• _Task instructions_
Check every line of the data below for the string "wall", and copy the ones that hold it.

• _Dataset extract_

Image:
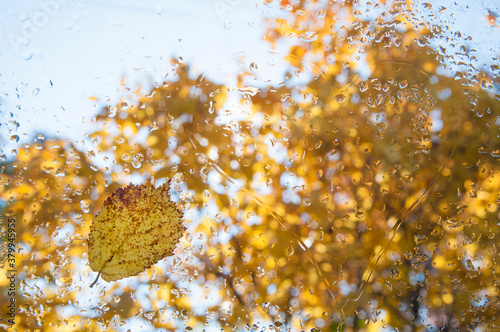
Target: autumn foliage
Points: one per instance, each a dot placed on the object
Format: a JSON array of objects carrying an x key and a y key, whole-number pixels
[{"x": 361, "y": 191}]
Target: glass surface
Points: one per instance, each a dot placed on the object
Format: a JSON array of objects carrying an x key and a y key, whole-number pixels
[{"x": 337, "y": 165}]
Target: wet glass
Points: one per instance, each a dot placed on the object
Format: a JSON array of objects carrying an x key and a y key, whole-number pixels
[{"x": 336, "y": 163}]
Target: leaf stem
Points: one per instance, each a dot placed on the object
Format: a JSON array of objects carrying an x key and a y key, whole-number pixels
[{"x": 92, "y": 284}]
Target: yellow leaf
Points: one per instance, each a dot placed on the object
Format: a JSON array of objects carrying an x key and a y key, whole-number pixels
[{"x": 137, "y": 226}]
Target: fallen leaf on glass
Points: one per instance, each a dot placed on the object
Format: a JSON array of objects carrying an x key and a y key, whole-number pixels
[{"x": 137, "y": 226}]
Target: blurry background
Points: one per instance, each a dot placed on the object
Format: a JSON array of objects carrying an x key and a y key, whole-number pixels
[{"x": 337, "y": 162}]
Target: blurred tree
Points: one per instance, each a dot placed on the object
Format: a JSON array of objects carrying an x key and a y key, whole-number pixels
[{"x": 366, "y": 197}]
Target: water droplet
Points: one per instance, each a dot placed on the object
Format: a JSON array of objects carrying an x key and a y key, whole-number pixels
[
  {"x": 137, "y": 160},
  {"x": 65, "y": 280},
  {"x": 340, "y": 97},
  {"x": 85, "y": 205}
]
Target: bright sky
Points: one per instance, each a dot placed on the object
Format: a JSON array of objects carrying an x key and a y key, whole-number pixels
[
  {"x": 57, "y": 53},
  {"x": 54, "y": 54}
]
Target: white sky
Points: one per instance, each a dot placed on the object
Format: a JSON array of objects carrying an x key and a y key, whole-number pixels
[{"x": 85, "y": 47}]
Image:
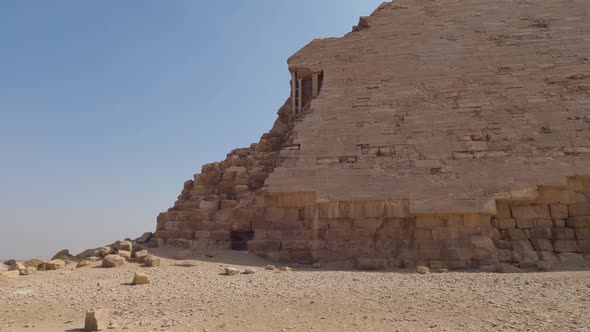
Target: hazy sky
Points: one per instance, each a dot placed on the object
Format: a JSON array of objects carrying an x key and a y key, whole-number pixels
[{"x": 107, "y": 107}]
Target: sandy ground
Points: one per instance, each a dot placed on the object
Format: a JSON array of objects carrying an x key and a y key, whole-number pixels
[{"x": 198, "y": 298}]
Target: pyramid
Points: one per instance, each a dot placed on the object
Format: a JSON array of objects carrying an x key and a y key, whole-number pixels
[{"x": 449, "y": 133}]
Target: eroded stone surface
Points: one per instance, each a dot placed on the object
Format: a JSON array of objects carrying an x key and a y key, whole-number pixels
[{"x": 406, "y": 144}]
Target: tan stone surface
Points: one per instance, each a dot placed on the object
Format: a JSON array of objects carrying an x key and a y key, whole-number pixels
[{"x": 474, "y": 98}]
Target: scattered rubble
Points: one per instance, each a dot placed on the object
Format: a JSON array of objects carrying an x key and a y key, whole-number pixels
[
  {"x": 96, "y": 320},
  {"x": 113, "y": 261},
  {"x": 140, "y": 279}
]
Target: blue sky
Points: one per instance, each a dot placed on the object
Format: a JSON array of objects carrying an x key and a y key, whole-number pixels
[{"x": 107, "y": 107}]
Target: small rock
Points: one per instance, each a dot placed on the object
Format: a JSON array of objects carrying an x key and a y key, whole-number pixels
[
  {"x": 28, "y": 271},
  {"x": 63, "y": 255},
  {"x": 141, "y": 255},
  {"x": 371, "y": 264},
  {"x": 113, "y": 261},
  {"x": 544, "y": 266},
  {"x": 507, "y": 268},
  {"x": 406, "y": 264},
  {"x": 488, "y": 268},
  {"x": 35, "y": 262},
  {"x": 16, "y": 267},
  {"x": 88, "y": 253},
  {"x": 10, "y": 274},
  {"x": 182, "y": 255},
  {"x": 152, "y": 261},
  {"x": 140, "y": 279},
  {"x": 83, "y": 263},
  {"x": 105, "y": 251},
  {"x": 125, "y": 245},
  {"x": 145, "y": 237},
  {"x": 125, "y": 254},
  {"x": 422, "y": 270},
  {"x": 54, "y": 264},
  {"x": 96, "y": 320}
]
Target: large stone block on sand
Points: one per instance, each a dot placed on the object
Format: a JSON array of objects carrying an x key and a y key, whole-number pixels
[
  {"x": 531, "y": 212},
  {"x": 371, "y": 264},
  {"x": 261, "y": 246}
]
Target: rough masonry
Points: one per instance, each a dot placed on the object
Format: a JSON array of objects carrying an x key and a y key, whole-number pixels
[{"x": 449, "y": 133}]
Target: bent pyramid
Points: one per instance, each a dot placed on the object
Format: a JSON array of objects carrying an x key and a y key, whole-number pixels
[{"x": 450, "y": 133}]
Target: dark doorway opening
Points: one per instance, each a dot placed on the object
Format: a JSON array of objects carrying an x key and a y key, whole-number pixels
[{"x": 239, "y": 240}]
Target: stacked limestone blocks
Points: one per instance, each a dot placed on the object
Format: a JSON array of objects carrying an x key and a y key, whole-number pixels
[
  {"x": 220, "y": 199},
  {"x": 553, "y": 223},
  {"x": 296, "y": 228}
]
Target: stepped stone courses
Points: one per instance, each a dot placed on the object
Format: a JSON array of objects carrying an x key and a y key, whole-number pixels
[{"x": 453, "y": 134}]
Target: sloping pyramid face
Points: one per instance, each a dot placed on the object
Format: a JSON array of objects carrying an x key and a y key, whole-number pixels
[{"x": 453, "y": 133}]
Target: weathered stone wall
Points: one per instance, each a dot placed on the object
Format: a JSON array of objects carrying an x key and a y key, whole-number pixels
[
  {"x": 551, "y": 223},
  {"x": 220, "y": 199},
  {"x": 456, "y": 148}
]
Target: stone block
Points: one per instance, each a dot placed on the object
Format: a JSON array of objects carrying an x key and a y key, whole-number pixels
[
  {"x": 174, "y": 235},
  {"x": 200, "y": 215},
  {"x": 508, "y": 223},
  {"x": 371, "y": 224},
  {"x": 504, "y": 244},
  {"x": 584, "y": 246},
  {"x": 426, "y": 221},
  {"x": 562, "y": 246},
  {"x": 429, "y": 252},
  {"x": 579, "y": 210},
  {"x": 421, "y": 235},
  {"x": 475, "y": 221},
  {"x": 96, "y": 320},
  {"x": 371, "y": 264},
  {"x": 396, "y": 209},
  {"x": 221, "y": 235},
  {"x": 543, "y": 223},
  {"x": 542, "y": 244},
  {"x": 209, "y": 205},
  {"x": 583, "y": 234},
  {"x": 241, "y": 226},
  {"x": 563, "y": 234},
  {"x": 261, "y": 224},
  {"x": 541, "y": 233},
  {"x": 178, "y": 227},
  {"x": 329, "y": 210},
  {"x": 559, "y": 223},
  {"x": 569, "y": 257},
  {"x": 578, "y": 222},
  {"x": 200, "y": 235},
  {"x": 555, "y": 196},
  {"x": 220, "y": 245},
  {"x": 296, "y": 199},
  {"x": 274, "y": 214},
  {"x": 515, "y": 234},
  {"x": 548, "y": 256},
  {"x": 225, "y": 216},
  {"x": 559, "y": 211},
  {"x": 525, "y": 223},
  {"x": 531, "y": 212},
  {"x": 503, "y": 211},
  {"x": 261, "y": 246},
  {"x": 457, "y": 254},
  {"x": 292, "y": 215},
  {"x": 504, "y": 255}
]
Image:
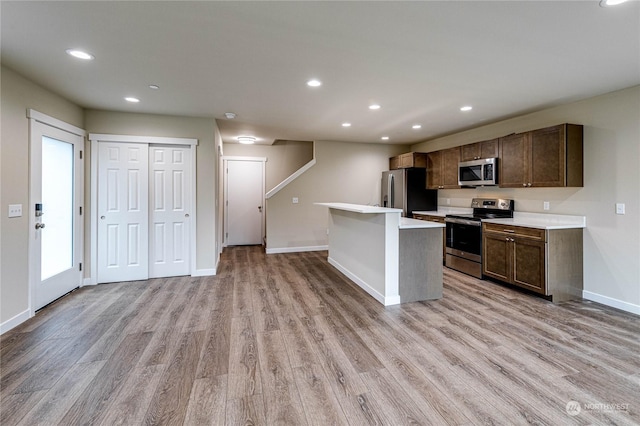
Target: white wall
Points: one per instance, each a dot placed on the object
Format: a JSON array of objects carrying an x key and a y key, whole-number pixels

...

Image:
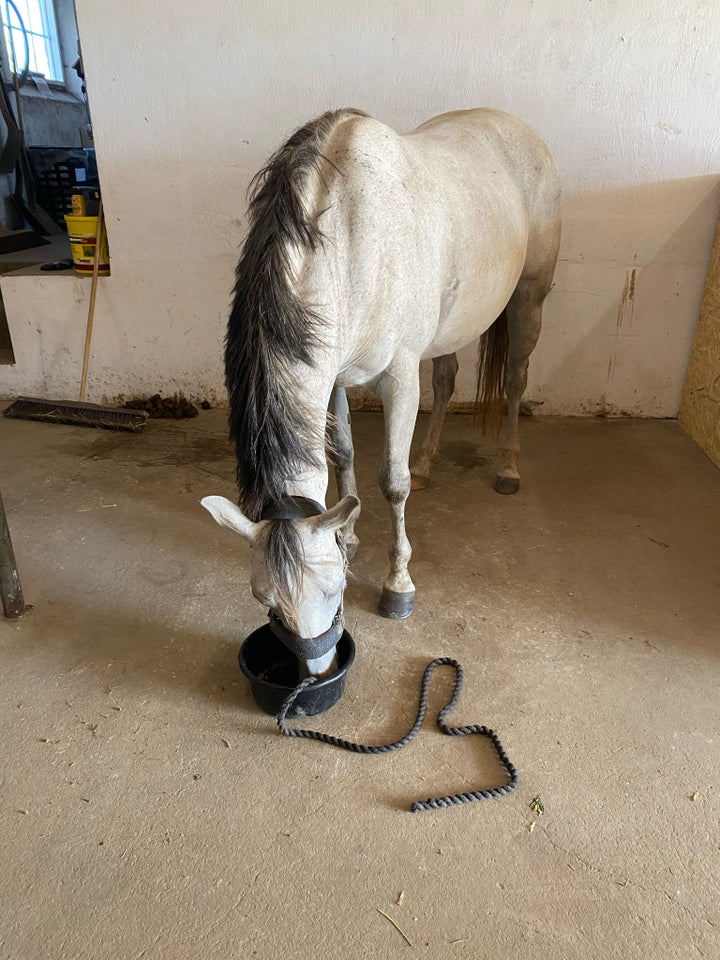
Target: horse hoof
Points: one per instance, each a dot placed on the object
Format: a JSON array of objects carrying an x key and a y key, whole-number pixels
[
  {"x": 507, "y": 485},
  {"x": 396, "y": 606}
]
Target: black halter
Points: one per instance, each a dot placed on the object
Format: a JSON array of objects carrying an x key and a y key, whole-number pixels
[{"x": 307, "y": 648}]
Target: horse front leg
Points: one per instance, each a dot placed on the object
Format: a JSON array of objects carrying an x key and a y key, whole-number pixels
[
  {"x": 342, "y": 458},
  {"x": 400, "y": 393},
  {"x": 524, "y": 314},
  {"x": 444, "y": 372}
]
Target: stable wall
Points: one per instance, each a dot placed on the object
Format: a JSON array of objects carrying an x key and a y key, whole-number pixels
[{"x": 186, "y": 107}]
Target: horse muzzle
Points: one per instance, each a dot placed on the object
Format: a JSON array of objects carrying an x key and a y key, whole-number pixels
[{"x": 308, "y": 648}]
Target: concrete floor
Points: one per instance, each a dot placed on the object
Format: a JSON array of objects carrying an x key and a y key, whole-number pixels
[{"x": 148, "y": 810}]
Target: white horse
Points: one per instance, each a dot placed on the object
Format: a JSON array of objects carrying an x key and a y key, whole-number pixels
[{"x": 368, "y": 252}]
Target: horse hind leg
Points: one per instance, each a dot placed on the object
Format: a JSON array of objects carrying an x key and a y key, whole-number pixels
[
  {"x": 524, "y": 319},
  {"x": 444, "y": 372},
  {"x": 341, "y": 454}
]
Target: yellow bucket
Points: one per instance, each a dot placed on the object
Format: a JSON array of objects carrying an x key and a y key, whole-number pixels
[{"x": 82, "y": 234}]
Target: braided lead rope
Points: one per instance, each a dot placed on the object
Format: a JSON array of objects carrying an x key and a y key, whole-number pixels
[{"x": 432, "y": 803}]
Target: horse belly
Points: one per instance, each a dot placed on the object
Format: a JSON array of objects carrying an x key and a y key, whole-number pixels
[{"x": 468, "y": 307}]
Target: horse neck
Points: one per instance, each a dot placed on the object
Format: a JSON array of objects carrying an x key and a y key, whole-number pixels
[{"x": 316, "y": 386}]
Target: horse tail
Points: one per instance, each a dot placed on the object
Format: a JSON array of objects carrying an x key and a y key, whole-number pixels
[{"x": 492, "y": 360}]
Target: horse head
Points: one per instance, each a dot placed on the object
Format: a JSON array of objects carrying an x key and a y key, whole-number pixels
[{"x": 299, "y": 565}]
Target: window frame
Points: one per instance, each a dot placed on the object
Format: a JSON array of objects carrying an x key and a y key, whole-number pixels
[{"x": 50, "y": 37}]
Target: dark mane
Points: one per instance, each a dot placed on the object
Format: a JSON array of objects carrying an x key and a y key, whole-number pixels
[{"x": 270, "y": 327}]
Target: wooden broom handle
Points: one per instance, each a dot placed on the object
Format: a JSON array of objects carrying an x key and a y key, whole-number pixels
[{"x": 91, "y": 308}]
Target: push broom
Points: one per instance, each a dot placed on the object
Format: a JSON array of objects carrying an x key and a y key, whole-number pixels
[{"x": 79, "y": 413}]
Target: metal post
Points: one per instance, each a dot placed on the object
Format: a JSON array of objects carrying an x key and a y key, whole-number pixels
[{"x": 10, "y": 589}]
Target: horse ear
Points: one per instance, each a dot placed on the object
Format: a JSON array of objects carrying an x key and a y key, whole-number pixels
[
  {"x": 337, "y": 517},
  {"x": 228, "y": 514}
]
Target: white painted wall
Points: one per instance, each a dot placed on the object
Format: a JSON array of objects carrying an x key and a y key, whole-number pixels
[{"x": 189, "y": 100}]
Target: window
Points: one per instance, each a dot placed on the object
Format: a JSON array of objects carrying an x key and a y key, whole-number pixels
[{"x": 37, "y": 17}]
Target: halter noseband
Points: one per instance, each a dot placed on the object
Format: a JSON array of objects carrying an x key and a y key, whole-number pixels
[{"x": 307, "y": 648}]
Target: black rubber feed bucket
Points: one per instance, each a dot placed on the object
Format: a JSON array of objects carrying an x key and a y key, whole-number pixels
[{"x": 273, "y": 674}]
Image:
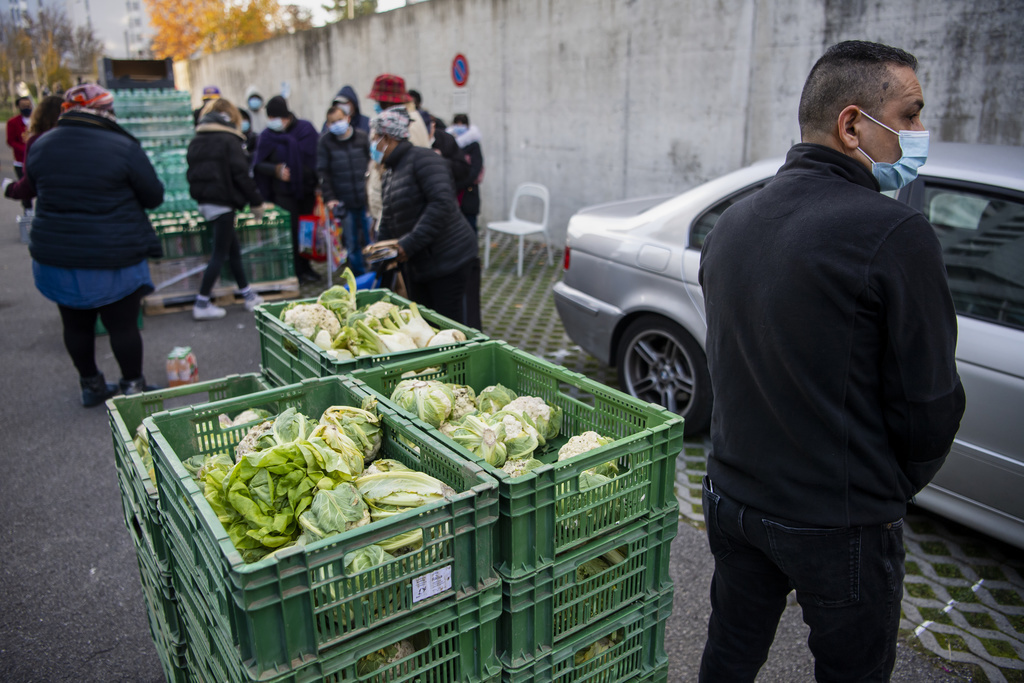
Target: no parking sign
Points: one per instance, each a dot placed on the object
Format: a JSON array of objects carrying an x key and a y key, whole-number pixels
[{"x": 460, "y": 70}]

• _The answer_
Target: weathered stone wall
Target: white wall
Target: stable wall
Target: white painted wall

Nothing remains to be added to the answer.